Provided material
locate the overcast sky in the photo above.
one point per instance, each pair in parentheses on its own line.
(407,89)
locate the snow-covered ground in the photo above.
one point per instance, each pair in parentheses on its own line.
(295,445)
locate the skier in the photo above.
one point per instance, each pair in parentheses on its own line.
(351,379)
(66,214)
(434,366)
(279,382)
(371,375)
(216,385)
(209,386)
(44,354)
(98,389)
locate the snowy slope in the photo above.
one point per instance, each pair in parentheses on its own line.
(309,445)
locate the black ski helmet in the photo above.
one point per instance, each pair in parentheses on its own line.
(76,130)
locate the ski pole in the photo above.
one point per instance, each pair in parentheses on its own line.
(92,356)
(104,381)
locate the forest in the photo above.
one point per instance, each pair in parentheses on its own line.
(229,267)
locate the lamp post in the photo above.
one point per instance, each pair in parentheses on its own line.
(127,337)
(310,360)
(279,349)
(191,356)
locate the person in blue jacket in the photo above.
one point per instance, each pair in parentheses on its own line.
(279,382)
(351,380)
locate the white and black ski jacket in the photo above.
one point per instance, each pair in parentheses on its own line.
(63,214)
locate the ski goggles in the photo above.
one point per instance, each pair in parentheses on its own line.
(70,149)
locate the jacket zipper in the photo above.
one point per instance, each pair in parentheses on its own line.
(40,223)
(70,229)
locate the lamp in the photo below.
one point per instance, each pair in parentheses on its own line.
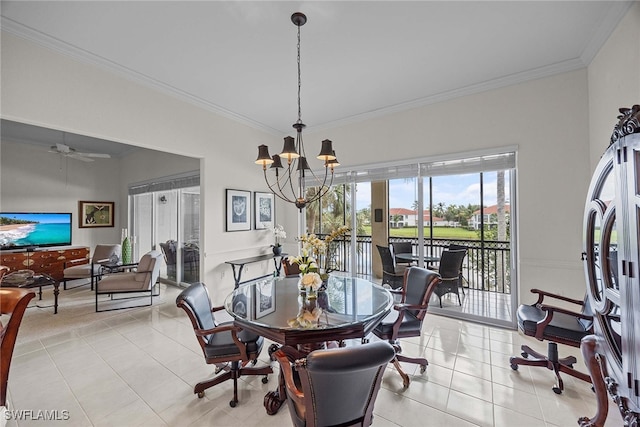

What is asked
Print all of the material above again word for word, leaving out the pictures.

Reply
locate the overcast sky in the photo above.
one point per instance, each pair in parentheses on its own line.
(407,89)
locate the snow-covered ground in the photo above.
one point per instance, each pair in parentheses on its own line.
(295,445)
locate the skier in the photo above.
one point per instance, each pair in parentheses on its own line.
(351,379)
(66,214)
(434,366)
(279,382)
(371,375)
(216,385)
(209,386)
(44,354)
(98,389)
locate the snowy slope in the photo above.
one point per instance, each pair in parentheses on its own line.
(309,445)
locate the black ski helmet in the photo above.
one point per instance, each pair in parentheses on its own line.
(76,130)
locate the ski pole in the photo above.
one point per instance, each pair in parentheses on its own line.
(92,356)
(104,381)
locate the forest in the photo above.
one point per instance, each pair in parentheses on its own line.
(229,267)
locate the lamp post in the photo above.
one point per instance, each pair in parentheses on its own line.
(127,337)
(310,360)
(279,349)
(191,356)
locate the person in blue jacket in the photo above.
one point per instance, each pair in parentheses on its own line.
(279,382)
(351,380)
locate the white and black ski jacket in the photo above.
one point per instance, each pair in parentheses on its own line.
(63,214)
locate the ski goggles in the photo above.
one point per instance, each pair in parentheses on its own line.
(70,149)
locate the jacket zipper in the photo above.
one point per instance, each pair in parentheses on its own line.
(40,223)
(70,229)
locate the lamp in the photo below.
one point per instance, each pair in parentheses on its own line.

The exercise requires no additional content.